Exercise goal ->
Repeat the material below exactly, line for line.
::: Supplied material :::
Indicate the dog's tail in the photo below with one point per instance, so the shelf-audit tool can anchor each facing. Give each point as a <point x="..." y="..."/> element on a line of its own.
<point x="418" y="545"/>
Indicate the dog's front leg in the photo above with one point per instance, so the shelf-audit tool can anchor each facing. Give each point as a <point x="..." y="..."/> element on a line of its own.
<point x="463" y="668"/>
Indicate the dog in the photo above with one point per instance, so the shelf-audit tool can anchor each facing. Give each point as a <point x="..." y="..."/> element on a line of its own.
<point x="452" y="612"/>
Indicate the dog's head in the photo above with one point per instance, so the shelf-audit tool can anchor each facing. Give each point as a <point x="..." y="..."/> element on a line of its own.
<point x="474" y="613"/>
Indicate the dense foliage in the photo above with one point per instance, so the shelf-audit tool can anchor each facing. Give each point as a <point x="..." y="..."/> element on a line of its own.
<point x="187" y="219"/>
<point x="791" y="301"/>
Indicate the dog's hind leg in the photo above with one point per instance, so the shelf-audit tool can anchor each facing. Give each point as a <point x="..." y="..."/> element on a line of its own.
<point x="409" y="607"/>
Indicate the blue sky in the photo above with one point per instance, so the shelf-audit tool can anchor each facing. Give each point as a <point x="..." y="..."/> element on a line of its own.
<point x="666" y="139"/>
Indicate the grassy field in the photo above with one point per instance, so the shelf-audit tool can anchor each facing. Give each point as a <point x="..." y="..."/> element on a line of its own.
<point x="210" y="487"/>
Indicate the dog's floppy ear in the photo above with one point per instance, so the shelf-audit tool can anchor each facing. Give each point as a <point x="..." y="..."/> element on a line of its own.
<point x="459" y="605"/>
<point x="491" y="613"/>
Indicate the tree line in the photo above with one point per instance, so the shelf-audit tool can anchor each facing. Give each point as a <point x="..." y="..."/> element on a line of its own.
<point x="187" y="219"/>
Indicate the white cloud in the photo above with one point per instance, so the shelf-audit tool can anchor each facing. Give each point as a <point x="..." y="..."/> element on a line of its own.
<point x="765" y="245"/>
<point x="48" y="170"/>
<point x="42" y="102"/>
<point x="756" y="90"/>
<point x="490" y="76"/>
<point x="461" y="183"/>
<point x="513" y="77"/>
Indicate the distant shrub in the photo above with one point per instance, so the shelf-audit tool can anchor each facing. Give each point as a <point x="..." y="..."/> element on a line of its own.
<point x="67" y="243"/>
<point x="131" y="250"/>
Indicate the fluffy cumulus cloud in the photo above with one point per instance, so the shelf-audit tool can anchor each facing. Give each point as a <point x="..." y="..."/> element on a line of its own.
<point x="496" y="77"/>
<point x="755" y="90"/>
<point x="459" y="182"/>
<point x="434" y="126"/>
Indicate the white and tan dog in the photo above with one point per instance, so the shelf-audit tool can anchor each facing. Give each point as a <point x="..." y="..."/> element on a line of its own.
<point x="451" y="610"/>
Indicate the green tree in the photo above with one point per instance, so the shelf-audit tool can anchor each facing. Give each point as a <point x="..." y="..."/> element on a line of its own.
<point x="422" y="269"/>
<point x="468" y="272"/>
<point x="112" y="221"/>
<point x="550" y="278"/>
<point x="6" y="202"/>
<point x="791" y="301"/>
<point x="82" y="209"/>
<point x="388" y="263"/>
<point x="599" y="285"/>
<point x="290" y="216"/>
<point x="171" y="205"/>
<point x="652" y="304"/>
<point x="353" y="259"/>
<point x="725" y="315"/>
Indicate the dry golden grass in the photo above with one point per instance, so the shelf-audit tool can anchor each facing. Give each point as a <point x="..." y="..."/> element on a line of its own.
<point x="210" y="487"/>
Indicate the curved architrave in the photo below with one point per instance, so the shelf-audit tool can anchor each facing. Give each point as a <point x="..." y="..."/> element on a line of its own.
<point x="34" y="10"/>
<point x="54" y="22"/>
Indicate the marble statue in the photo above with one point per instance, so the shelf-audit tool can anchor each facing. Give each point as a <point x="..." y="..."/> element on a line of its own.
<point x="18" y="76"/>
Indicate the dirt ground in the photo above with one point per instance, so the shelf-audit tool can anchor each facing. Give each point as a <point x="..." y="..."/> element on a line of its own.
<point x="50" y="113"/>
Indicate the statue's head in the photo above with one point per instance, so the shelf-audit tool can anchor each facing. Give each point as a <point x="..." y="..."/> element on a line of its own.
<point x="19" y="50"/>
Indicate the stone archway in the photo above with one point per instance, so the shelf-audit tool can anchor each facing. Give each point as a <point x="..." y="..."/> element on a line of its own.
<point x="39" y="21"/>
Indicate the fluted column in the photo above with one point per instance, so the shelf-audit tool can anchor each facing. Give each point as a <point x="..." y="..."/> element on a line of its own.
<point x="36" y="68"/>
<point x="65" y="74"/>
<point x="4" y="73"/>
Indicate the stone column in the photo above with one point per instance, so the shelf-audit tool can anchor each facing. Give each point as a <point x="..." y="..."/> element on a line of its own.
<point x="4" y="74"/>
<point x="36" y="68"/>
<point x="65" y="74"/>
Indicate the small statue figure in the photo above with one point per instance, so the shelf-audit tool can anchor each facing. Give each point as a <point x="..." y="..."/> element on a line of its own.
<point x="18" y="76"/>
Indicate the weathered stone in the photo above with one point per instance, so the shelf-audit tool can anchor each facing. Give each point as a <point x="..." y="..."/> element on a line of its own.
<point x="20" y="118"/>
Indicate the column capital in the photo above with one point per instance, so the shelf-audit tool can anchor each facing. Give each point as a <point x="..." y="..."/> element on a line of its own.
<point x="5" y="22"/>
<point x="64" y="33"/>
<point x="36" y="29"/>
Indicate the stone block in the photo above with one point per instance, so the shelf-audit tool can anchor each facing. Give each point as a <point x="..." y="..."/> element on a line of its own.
:::
Answer to this problem ->
Indicate the dog's tail in the photo below with one point per instance, so the shelf-audit tool can anchor each facing. Give each point as a <point x="..." y="..."/> element on a line of its own.
<point x="418" y="545"/>
Indicate the dog's front leg in the photo above with one point per instance, so the shelf-audit tool can anchor each facing. Give each point as a <point x="..." y="..."/> element on a line of its own.
<point x="463" y="668"/>
Indicate the dog in the photo above with one point per instance, so the shelf-audit tool can anchor each facing. Give each point as a <point x="..." y="..."/> element on a line of its own.
<point x="452" y="612"/>
Indicate the dog's head in the photo above with one point per instance, so the shelf-audit tool can anchor each facing. Give each point as a <point x="..." y="..."/> element on a line of its own.
<point x="474" y="613"/>
Indicate the dense foliage in the photo above with one point per instance, so the shelf-audit tool can anchor each facing. Give each point as a <point x="..." y="..."/> element on a line of its own.
<point x="187" y="219"/>
<point x="791" y="301"/>
Indicate the dog's hind leg in the photo above with one point per instance, so the shelf-audit tool can anchor each facing. Give each point as a <point x="..." y="..."/> element on a line of its own.
<point x="409" y="607"/>
Indicate the blue sky in the photo above with one point per instance, so the shelf-audit tool can anchor each facing. Give each point as a <point x="..." y="..."/> element on a line of its own.
<point x="666" y="139"/>
Indicate the grassy field in the photo above with one point per instance, so the shelf-audit tool can anchor each facing. Give each point as a <point x="..." y="..."/> element on a line of its own.
<point x="210" y="487"/>
Indicate the dog's floppy ear in the photo above with one point per instance, so the shelf-audit tool can anchor each facing. Give each point as a <point x="..." y="..."/> element on a line of its own.
<point x="459" y="605"/>
<point x="491" y="613"/>
Indicate the tree line in the photo above with one point per instance, so the shelf-audit tool can anchor each facing. Give each point as a <point x="..." y="..."/> element on a line of its own.
<point x="187" y="219"/>
Indicate the white cloud in the photo above with one point per instance, so the shelf-audit tool can anchor each facing. Give each point as a <point x="..." y="..."/> element on a line of its own.
<point x="765" y="245"/>
<point x="48" y="170"/>
<point x="42" y="102"/>
<point x="756" y="90"/>
<point x="490" y="76"/>
<point x="461" y="183"/>
<point x="513" y="77"/>
Indicate the distant shrub in the photo above with one point per instance, so the shelf-audit tool can anchor each facing. Give each point as a <point x="..." y="..."/> element on a line of its own.
<point x="67" y="243"/>
<point x="131" y="250"/>
Indicate the fluffy cumulus cloud in the photo above with one point per instance, so the shelf-audit tool can anchor each facing. Give each point as a <point x="..." y="..."/> element on a line of its own.
<point x="496" y="77"/>
<point x="755" y="90"/>
<point x="459" y="182"/>
<point x="434" y="126"/>
Indicate the white and tan dog in the photo above with one point per instance, so the shelf-audit tool can anchor each facing. Give each point as a <point x="..." y="..."/> element on a line of its own.
<point x="451" y="610"/>
Indicate the green tree in the photo above with one point per instance, so the shelf-audit tool can anchor each facing. Give each point as a <point x="..." y="..."/> element on a line of its own.
<point x="422" y="269"/>
<point x="468" y="272"/>
<point x="112" y="221"/>
<point x="550" y="278"/>
<point x="6" y="202"/>
<point x="791" y="301"/>
<point x="82" y="209"/>
<point x="388" y="263"/>
<point x="599" y="285"/>
<point x="290" y="216"/>
<point x="171" y="205"/>
<point x="652" y="304"/>
<point x="353" y="259"/>
<point x="725" y="315"/>
Indicate the dry golden grass in the photo above with one point per instance, so the shelf-audit tool can anchor each facing. Give each point as a <point x="..." y="..."/> element on a line of its own.
<point x="210" y="487"/>
Indicate the curved architrave in the photo below with one point per instance, so the shelf-audit tool can anchor each facing. Give each point as a <point x="..." y="..."/> element on a line of its own.
<point x="34" y="10"/>
<point x="54" y="22"/>
Indicate the marble statue in the photo above with one point per instance, so the shelf-audit tool can anchor each facing. Give each point as a <point x="..." y="..."/> element on a line of its own.
<point x="18" y="76"/>
Indicate the dirt ground in the photo above with one point per instance, so the shelf-audit tool can anchor each facing. Give each point as a <point x="..." y="..."/> element on a line of its own.
<point x="50" y="113"/>
Indicate the statue's head in the photo above with one point per instance, so the shelf-audit tool can anchor each facing. Give each point as a <point x="..." y="..."/> element on a line of its own.
<point x="19" y="50"/>
Indicate the stone archway in the photo above with one point per instance, so the shelf-audit tool can anchor each facing. Give each point as a <point x="..." y="..."/> element on a line of its own.
<point x="39" y="21"/>
Indicate the fluted column in the photo above with one point per instance, so the shelf-audit tool can anchor each facing. Give each point as a <point x="..." y="..."/> element on a line of its own.
<point x="36" y="68"/>
<point x="65" y="74"/>
<point x="4" y="73"/>
Indicate the stone column in the photo above with one point per instance, so the shelf-audit tool can anchor each facing. Give each point as a <point x="..." y="..."/> element on a line of its own.
<point x="4" y="74"/>
<point x="36" y="68"/>
<point x="65" y="74"/>
Indicate the small statue figure in the photo above with one point per instance, so the shelf-audit tool can anchor each facing. Give each point as a <point x="..." y="..."/> element on a line of its own.
<point x="18" y="76"/>
Indicate the weathered stone in the photo above with one point per instance, so the shelf-audit tool can anchor each facing. Give each point as a <point x="..." y="..."/> element on a line of its own.
<point x="20" y="118"/>
Indicate the column capital in the photo above with one point per instance, so the shelf-audit tool can anchor each facing. Give each point as a <point x="..." y="..."/> element on a line of its own.
<point x="5" y="22"/>
<point x="64" y="33"/>
<point x="36" y="29"/>
Indicate the stone block in the photo above with one point per instance, so the shelf-audit tool can anchor each facing. Give each point as a <point x="..." y="..."/> element on a line of its own.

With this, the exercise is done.